*** Data for processing Section Begins ***

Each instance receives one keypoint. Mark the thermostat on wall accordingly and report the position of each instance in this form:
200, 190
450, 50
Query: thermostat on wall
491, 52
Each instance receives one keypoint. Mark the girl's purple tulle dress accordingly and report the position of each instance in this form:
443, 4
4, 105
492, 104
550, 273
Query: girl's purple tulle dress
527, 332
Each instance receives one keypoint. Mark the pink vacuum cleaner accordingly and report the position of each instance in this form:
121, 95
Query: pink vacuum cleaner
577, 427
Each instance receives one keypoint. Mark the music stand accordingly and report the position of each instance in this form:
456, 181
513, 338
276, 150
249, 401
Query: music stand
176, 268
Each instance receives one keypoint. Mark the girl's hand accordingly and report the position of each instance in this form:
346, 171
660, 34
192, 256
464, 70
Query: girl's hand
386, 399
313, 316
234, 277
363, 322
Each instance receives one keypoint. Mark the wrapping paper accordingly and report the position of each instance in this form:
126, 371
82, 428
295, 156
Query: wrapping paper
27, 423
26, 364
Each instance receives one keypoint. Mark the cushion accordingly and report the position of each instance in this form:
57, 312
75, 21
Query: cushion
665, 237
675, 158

*** Data for processing Section Ends ***

Task to complete:
Exactly as written, give the line containing "Each instance receives one keypoint. Mark the pink" and all remaining lines of the records.

Solution to this exercise:
Each instance receives one keypoint. Mark the pink vacuum cleaner accordingly and report the position of each instance in this form:
121, 95
Query: pink vacuum cleaner
577, 427
Each instance receives one keypoint. Mark the music stand accordingly and report the position of each instance in this form:
456, 181
513, 338
276, 150
249, 401
Query: music stand
176, 268
Each instance receives one keypoint. Mark the girl's hand accordingly and report the position of each instance in this form:
346, 171
660, 34
192, 256
464, 70
Query: girl's hand
386, 399
313, 316
234, 277
363, 322
Each instance receives one keypoint. Mark the wrapping paper accordingly and report the position of each instance in this form:
126, 371
82, 428
295, 156
Query: wrapping paper
27, 423
26, 364
Each instance receives one keypoint. Mark the cushion accordingly and report the position of each instance in this form:
57, 312
75, 21
Query: cushion
665, 237
675, 158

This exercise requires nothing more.